[Natural-language object grounding data]
_____

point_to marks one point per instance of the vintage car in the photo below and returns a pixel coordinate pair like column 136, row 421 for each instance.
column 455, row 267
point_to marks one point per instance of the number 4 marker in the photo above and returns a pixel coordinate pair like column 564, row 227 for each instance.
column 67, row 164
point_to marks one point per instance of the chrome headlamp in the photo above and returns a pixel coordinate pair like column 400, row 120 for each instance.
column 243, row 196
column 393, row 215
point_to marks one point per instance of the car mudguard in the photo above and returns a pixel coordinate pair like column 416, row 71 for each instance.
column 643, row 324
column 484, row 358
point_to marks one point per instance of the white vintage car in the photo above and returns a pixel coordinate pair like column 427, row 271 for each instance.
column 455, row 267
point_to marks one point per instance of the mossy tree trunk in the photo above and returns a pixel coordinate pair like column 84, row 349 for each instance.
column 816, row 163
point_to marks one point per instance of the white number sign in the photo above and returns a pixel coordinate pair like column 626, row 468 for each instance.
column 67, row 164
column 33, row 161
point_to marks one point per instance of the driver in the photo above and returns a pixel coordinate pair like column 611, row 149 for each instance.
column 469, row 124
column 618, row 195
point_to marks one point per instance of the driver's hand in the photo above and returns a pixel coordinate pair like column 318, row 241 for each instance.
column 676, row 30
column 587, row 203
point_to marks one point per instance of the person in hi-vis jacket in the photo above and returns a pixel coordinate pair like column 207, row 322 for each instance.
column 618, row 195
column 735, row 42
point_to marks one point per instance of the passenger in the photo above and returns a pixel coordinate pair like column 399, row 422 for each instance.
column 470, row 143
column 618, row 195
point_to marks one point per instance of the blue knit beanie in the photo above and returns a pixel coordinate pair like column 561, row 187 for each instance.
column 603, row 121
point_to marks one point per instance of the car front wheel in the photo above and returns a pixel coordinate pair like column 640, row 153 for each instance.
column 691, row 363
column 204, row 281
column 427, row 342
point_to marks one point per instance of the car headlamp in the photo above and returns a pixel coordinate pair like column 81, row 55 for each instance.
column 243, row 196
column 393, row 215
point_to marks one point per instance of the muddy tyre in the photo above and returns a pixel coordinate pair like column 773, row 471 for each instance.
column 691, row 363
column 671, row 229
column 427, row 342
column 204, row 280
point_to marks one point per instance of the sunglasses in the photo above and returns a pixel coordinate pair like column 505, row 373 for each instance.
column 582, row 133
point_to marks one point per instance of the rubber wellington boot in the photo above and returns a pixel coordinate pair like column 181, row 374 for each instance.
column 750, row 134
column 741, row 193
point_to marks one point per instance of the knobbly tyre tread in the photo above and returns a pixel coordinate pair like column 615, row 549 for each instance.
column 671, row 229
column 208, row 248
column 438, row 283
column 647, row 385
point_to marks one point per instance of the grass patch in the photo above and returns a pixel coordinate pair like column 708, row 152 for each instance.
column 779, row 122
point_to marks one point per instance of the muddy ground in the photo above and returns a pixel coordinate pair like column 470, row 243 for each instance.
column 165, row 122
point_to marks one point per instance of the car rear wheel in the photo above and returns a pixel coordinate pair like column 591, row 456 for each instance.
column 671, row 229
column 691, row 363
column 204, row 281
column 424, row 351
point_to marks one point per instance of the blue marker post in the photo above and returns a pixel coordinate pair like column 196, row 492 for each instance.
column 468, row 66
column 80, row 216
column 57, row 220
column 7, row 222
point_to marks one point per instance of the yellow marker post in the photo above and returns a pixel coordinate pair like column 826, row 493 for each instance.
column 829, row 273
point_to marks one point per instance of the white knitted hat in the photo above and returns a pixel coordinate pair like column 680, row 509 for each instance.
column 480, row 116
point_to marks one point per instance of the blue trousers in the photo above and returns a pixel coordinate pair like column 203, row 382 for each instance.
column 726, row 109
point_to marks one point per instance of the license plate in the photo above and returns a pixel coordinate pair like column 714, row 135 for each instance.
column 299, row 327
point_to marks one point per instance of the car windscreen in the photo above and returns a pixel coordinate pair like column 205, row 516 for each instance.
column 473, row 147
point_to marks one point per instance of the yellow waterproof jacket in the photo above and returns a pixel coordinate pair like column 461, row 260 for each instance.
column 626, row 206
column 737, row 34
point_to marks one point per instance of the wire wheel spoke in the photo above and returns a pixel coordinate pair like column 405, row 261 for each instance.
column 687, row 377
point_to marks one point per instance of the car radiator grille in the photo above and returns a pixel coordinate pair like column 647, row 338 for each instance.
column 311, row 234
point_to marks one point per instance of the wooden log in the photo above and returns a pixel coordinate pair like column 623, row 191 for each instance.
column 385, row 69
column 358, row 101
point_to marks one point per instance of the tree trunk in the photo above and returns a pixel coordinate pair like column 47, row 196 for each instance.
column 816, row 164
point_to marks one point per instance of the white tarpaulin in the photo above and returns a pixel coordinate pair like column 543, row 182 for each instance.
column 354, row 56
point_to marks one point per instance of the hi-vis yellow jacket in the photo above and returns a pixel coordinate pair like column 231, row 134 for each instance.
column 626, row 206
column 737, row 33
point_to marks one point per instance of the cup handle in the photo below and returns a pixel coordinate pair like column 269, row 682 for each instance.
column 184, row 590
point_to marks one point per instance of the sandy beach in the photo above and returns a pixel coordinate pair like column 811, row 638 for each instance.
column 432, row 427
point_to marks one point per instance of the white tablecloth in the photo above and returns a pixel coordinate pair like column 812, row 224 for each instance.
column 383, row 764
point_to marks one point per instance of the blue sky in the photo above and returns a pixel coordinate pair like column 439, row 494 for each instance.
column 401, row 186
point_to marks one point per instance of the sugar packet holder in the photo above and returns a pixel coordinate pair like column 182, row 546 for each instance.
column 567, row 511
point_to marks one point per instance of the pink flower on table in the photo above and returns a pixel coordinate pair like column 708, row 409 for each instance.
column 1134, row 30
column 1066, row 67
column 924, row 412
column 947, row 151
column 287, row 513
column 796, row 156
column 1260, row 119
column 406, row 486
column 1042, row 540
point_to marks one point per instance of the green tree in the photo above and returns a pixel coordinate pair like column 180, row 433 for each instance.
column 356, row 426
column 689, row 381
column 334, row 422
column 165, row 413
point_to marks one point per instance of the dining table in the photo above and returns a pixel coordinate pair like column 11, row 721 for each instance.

_____

• **Directions for this task**: Give exactly the lines from the one with "point_to marks one point per instance of the green" to the end of the entries, nothing before them.

• **Result**:
point_to marks one point per instance of the green tree in the photo above and returns a pixel coordinate pair like column 180, row 433 for each instance.
column 356, row 426
column 689, row 381
column 334, row 422
column 165, row 413
point_to marks one point per instance of the dining table in the photo above and returns a pixel coordinate pair like column 11, row 721 for each instance.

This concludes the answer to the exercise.